--- begin ---
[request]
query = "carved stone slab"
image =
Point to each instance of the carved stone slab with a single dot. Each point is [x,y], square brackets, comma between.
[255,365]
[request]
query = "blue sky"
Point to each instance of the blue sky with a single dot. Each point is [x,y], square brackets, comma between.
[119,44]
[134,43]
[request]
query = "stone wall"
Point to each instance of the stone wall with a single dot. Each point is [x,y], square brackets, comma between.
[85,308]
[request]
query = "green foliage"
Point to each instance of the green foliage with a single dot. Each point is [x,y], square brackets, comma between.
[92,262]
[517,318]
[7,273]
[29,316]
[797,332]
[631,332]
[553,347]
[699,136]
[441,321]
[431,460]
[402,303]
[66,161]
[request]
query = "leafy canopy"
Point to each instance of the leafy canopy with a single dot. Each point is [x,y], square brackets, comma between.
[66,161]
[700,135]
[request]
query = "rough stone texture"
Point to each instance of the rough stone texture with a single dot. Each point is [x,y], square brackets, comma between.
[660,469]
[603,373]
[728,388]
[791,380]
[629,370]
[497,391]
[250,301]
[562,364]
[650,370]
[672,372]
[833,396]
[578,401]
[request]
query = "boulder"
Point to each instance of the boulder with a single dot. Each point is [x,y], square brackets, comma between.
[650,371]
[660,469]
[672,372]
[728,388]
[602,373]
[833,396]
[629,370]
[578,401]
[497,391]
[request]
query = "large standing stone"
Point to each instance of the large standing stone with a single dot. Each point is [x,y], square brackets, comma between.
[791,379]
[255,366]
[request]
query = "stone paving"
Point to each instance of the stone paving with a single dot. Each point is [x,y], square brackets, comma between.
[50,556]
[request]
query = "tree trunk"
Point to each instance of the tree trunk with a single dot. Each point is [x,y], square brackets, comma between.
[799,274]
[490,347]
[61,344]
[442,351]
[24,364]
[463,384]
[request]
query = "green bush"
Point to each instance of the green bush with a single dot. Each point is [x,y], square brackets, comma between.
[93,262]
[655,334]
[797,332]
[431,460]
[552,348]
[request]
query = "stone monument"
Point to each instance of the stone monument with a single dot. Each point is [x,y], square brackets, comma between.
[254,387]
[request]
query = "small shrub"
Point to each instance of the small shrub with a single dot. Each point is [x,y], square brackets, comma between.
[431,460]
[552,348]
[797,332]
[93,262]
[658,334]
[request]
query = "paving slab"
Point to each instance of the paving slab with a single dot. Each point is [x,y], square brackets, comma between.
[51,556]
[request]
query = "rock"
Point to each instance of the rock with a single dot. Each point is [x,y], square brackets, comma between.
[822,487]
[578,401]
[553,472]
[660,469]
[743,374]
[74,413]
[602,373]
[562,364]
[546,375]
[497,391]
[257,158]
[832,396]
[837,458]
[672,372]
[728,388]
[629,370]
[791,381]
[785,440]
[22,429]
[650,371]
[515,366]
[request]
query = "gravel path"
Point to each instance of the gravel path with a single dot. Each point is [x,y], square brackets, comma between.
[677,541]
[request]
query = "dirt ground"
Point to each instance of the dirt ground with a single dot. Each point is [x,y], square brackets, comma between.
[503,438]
--- end ---
WHAT THE TASK REQUIRES – Every line of the records above needs to be given again exactly.

REPLY –
[request]
query = "carved stone slab"
image =
Point to each instance of the carved stone slab with a single dot. Each point is [x,y], square brackets, comma between.
[255,365]
[request]
query = "blue sky"
Point to each instance of the blue sky with a single dot. Each point is [x,y], square brackets, comma between.
[119,44]
[134,43]
[request]
query = "stone wall"
Point to each instance of the stone wall with a single dot. Each point is [x,y], square brackets, comma between.
[85,308]
[request]
query = "green foliage"
Point to each instance of the green foliage with a single dot. Each point is [x,y], square brackets, comma between.
[92,262]
[517,318]
[7,273]
[29,316]
[797,332]
[631,332]
[553,347]
[699,136]
[441,321]
[431,460]
[402,303]
[66,161]
[request]
query = "leafy canopy"
Point to each instance of the leafy canopy with a single dot. Each point is [x,y], square brackets, comma between.
[66,161]
[700,135]
[request]
query = "rough stone texture"
Point to each instance of the rough stone texture with a single dot. Each point is [x,y], square brackets, comma between.
[660,469]
[603,373]
[728,388]
[791,380]
[629,370]
[497,391]
[250,301]
[562,364]
[650,370]
[672,372]
[833,396]
[578,401]
[request]
query = "boulder"
Point to each instance of the boulder with a single dot. Each point is [x,y], square brackets, comma between.
[650,371]
[660,469]
[672,372]
[728,388]
[602,373]
[833,396]
[629,370]
[578,401]
[497,391]
[request]
query = "large standing stone"
Point to each instance of the large standing stone with a single dot. Each point is [x,y], square brackets, comma between.
[791,379]
[255,366]
[request]
query = "stone paving"
Point to each instance of the stone paving with a single dot. Each point is [x,y], square brackets, comma between.
[50,556]
[request]
query = "tree trunk"
Point to each instance of the tree trunk with a single dot. Each point is [x,y], square brackets, comma between.
[799,274]
[490,347]
[61,344]
[442,351]
[24,364]
[463,384]
[request]
query = "green bush"
Point to each instance of the green bush with a single dot. Each point is [x,y], square brackets, comma between.
[93,262]
[655,334]
[797,332]
[431,460]
[552,348]
[request]
query = "stone monument"
Point to each instance of the stone monument with a single dot. Each point is [x,y], square brackets, comma between.
[254,387]
[request]
query = "small shrub"
Point to each instance of the small shrub with a single dot. Each point is [x,y], square brackets, comma between.
[431,460]
[552,348]
[797,332]
[93,262]
[658,334]
[request]
query = "paving slab"
Point to each instance of the paving slab with a single dot. Each point is [x,y], square brackets, comma between.
[51,556]
[request]
query = "rock"
Point to each instance of the rock with a single dot. Each point is [x,y], square brackets, comma between.
[822,487]
[578,401]
[553,472]
[660,469]
[743,374]
[74,413]
[602,373]
[562,364]
[546,375]
[497,391]
[257,158]
[832,396]
[837,458]
[672,372]
[728,388]
[629,370]
[791,381]
[785,440]
[22,429]
[650,371]
[515,366]
[request]
query = "gravel path"
Point to each instance of the gravel path with a single dot. Each point is [x,y], square brackets, comma between.
[677,541]
[request]
query = "dirt ground"
Point to each instance of the dirt ground with a single dot. Each point is [x,y], square brackets, comma between.
[503,438]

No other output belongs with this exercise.